> **TASK DESCRIPTION**:
Please output exactly the run of lines that starts at the line with "Would you mind indicating the truck tractor" and ends at the last line of the records below.

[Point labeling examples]
— Start —

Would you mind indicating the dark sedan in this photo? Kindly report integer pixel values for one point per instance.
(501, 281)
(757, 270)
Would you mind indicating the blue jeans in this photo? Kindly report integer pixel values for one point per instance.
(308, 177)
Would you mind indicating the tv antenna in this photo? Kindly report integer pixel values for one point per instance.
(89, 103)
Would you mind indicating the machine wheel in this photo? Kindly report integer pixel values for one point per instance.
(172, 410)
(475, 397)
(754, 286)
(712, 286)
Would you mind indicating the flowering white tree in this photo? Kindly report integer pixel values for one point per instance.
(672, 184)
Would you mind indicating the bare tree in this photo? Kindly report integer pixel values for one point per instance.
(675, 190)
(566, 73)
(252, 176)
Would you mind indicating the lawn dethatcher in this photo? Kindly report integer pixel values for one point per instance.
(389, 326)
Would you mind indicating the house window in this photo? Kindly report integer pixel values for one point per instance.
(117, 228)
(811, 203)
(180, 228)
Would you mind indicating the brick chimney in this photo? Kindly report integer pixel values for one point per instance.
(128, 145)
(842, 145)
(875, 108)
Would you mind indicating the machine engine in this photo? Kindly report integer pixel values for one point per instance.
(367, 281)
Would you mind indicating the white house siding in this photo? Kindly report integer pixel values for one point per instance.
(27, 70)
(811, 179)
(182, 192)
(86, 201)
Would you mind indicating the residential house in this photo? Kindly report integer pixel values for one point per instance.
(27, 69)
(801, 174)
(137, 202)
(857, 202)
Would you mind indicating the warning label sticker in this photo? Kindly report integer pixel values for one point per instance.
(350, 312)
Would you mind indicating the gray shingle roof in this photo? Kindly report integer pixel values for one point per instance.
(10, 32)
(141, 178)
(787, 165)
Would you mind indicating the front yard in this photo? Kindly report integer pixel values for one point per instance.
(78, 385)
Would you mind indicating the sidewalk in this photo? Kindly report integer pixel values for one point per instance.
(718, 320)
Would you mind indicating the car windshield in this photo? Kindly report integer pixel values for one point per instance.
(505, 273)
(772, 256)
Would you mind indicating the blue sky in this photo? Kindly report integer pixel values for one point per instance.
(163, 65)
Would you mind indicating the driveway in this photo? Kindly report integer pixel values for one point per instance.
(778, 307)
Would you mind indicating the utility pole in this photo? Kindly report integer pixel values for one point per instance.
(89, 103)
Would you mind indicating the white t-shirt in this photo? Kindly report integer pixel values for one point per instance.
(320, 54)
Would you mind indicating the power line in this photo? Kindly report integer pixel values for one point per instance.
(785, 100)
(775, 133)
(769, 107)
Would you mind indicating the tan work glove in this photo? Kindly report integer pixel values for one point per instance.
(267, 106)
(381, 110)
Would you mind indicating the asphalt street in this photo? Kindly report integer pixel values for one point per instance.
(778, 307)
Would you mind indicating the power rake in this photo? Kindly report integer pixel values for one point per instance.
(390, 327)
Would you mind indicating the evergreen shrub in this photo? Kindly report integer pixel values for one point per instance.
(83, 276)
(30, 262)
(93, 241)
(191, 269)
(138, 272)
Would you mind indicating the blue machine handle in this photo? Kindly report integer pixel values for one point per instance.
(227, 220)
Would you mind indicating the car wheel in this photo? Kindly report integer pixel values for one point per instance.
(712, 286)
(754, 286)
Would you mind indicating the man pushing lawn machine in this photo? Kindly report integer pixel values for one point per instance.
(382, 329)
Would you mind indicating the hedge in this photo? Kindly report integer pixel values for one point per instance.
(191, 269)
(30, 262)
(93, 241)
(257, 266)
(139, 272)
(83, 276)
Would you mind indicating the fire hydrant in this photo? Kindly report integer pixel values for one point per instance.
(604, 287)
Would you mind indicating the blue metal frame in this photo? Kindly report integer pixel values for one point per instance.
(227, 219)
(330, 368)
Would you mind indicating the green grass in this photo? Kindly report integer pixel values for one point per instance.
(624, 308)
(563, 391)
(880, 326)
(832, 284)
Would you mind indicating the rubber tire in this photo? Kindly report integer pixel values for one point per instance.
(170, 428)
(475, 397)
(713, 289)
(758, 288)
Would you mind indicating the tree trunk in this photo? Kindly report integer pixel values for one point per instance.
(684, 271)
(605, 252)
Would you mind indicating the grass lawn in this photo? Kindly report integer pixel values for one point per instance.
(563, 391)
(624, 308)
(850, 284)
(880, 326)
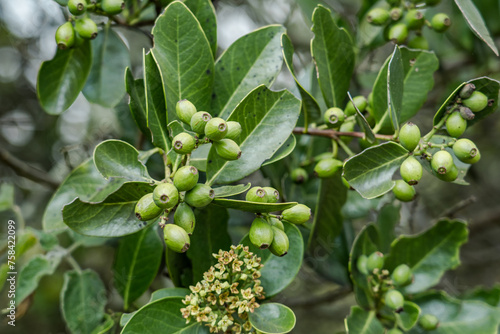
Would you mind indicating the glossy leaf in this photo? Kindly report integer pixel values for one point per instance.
(62, 78)
(110, 57)
(272, 318)
(112, 217)
(84, 182)
(363, 322)
(83, 298)
(476, 22)
(209, 236)
(264, 115)
(252, 206)
(136, 263)
(279, 272)
(333, 52)
(370, 172)
(429, 254)
(186, 74)
(254, 59)
(116, 158)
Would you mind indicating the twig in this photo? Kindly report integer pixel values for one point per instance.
(29, 172)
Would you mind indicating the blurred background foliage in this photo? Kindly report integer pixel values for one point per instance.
(49, 147)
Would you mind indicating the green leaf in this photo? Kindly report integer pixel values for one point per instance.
(272, 318)
(252, 206)
(205, 13)
(110, 56)
(136, 263)
(83, 298)
(279, 272)
(156, 108)
(33, 271)
(310, 108)
(265, 116)
(228, 191)
(333, 52)
(209, 236)
(254, 59)
(162, 316)
(62, 78)
(111, 217)
(395, 86)
(458, 317)
(327, 228)
(370, 172)
(184, 57)
(363, 322)
(428, 254)
(476, 22)
(116, 158)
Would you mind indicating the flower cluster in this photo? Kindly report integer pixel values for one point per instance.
(227, 293)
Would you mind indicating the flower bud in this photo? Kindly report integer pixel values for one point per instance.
(201, 195)
(146, 209)
(176, 238)
(186, 178)
(184, 217)
(166, 195)
(183, 143)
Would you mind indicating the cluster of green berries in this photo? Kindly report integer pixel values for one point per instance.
(384, 287)
(181, 194)
(268, 231)
(222, 134)
(228, 292)
(403, 17)
(75, 31)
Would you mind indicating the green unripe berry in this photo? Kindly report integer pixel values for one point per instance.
(456, 125)
(441, 162)
(440, 22)
(77, 7)
(299, 175)
(112, 7)
(216, 129)
(261, 233)
(65, 36)
(375, 261)
(411, 170)
(409, 136)
(86, 28)
(334, 117)
(201, 195)
(233, 130)
(327, 167)
(146, 209)
(183, 143)
(476, 102)
(166, 195)
(184, 217)
(297, 214)
(394, 299)
(398, 33)
(402, 275)
(186, 178)
(359, 101)
(185, 110)
(280, 244)
(403, 191)
(378, 16)
(466, 151)
(176, 238)
(227, 149)
(428, 322)
(199, 121)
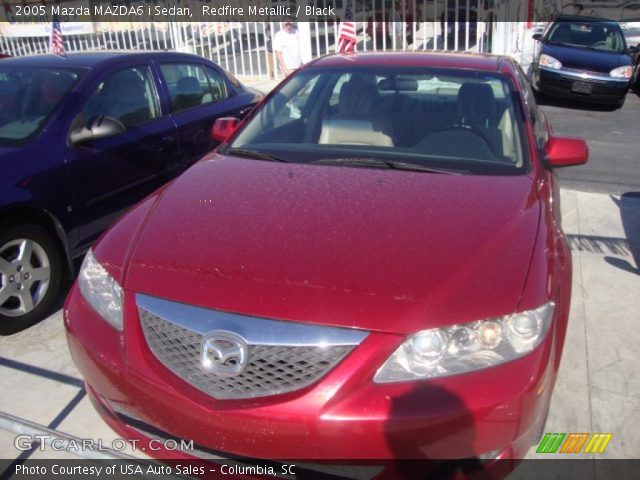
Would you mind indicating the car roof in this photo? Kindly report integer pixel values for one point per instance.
(584, 18)
(473, 61)
(94, 59)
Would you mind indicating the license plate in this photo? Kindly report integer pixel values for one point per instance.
(581, 87)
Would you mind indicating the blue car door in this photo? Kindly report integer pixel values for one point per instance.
(110, 174)
(199, 93)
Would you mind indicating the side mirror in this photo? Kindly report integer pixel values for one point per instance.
(223, 128)
(98, 127)
(566, 151)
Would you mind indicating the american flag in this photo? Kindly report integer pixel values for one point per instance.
(347, 38)
(56, 43)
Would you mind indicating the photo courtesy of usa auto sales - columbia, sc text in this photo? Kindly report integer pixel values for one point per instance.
(126, 468)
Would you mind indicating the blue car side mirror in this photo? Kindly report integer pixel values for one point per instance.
(98, 127)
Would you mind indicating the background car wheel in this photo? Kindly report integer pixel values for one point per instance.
(30, 276)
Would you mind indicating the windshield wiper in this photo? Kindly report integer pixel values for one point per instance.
(248, 153)
(378, 163)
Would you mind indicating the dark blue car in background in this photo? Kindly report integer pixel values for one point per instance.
(584, 58)
(81, 139)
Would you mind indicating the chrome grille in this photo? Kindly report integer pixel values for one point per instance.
(271, 369)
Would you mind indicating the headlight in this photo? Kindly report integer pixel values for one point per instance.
(622, 72)
(101, 291)
(550, 62)
(439, 352)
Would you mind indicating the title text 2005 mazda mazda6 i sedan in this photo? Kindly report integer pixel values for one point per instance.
(372, 266)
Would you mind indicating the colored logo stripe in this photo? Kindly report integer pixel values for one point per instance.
(598, 443)
(574, 442)
(550, 443)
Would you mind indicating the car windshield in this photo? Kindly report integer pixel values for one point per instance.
(453, 119)
(598, 36)
(28, 96)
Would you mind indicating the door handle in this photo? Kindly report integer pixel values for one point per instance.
(166, 142)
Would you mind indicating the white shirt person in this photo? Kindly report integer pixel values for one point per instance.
(286, 45)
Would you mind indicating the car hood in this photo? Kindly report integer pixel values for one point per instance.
(587, 59)
(383, 250)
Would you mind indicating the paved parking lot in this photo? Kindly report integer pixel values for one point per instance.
(598, 389)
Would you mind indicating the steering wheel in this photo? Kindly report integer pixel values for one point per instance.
(471, 129)
(601, 43)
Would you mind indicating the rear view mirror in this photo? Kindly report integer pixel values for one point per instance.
(96, 128)
(566, 151)
(223, 128)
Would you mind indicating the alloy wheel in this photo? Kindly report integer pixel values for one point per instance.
(25, 274)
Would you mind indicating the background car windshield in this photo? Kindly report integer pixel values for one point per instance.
(599, 36)
(28, 96)
(458, 119)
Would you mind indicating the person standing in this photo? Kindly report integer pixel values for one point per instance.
(286, 45)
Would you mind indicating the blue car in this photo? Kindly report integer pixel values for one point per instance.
(583, 58)
(81, 139)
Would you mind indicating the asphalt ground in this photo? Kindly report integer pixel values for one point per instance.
(614, 143)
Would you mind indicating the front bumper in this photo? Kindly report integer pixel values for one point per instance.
(560, 83)
(343, 416)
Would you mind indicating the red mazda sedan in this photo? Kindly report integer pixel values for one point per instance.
(371, 267)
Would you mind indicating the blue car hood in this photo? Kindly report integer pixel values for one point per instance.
(586, 59)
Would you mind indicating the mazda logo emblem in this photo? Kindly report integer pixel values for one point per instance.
(224, 353)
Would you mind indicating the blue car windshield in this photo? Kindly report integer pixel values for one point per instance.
(28, 96)
(595, 35)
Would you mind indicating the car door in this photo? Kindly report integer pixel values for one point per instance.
(110, 174)
(198, 93)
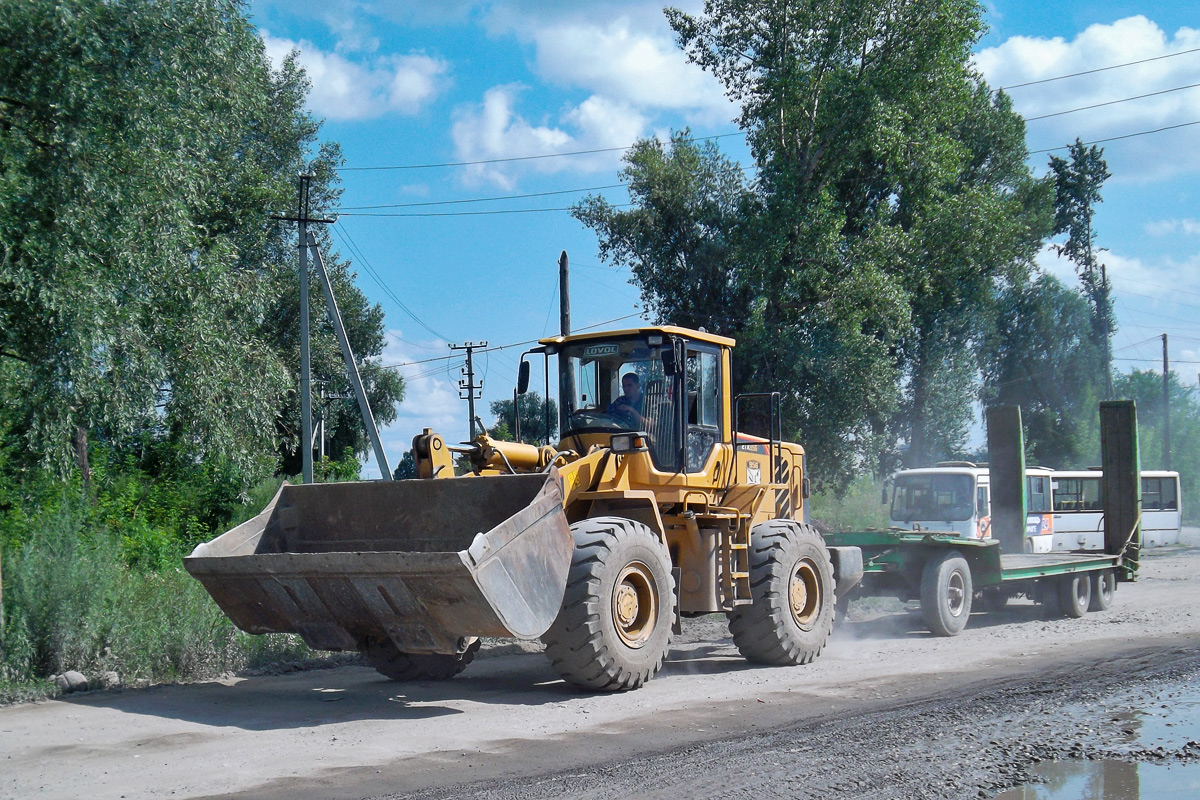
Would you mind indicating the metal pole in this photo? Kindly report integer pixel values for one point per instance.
(305, 355)
(1167, 407)
(565, 376)
(352, 367)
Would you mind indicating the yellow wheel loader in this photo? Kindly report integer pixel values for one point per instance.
(651, 506)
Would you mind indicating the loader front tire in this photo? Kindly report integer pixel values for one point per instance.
(615, 627)
(385, 659)
(791, 584)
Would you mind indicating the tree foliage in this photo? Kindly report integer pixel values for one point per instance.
(891, 196)
(143, 286)
(1038, 355)
(1078, 181)
(533, 417)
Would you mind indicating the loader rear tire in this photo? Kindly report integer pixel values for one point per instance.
(385, 659)
(791, 583)
(615, 627)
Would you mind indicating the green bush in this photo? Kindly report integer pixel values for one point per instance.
(72, 601)
(857, 509)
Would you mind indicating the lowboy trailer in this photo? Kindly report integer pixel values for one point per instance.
(946, 570)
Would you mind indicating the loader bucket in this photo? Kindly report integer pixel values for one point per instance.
(424, 563)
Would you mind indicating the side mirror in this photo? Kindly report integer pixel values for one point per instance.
(523, 378)
(670, 362)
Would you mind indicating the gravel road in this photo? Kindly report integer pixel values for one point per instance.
(886, 711)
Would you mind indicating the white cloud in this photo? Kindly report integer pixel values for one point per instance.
(1132, 276)
(431, 397)
(1168, 227)
(639, 67)
(495, 130)
(1023, 59)
(348, 90)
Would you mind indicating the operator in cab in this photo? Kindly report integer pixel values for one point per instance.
(627, 409)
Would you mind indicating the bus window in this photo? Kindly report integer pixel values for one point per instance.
(1077, 494)
(1158, 494)
(1037, 489)
(934, 497)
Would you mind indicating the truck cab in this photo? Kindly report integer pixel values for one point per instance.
(955, 497)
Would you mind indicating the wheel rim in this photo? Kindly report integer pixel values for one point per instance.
(955, 594)
(1081, 591)
(804, 594)
(635, 605)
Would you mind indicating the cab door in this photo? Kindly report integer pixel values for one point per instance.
(703, 419)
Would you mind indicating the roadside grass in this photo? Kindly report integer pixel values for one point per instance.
(857, 509)
(73, 601)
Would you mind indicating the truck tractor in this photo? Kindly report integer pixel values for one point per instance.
(652, 506)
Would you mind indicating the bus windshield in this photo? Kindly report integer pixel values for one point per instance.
(935, 497)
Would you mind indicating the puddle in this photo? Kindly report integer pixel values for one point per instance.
(1170, 719)
(1163, 721)
(1109, 781)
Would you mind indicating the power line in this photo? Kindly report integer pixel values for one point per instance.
(1115, 138)
(502, 347)
(349, 242)
(1111, 102)
(477, 199)
(1157, 360)
(511, 158)
(468, 214)
(1087, 72)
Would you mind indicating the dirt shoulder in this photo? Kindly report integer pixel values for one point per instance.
(348, 733)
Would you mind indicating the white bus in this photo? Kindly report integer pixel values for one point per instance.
(1079, 510)
(955, 497)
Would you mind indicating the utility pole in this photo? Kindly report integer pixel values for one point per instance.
(565, 377)
(468, 385)
(303, 221)
(352, 368)
(1167, 407)
(1104, 319)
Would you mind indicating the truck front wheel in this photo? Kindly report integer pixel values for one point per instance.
(615, 627)
(791, 583)
(946, 594)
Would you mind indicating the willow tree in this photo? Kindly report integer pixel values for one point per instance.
(143, 146)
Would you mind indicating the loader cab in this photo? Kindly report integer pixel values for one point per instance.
(667, 383)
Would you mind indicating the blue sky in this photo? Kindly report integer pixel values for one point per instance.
(408, 84)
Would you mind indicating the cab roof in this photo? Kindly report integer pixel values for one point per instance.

— End —

> **FINISHED TASK**:
Would you mind indicating the truck tractor in this photo? Kindly report integer pixel values for one point per instance.
(652, 506)
Would you mind indicating the bus windshield in this photo? Kindly report integer pixel values for one point per instance.
(935, 497)
Would you mind indicating the puddle in this photo? Kindly report integer pixel values for one point per instance.
(1170, 719)
(1163, 721)
(1109, 781)
Would you mind indicating the power line in this photo? Kindly report integer pixel values for one point per instance.
(1115, 138)
(502, 347)
(349, 242)
(1111, 102)
(477, 199)
(1157, 360)
(511, 158)
(468, 214)
(1087, 72)
Would you mind indicating the dirt shoulder in this photo? Kindly report integer pixel values for one point per instance.
(348, 733)
Would you mind indicating the white bus in this photo? Kindly report integer pixel values for one point per instance.
(1079, 510)
(955, 497)
Would you mind indicating the utility pole in this photo? Kindly report integer pixel values for one point per instance.
(565, 377)
(468, 385)
(303, 221)
(352, 368)
(1167, 407)
(1104, 319)
Would you mind indicating the truck front wheel in this photo? Kindly report integer pixel values for one point per instance.
(615, 627)
(791, 583)
(946, 594)
Would you mind indicating the willow tree in this photo? Kindly report integer pixel values for one point per instance.
(143, 146)
Would you mind indicating the loader cab in this photo? Kindly report integer pixel values for one point per instance.
(667, 383)
Would you mind indicating the blue sky in this photo? Kindly report integer pixel values for one point per instance.
(408, 84)
Would you mind indicating the cab roof in this photo? Kindly report integer pixel values for one point per instance.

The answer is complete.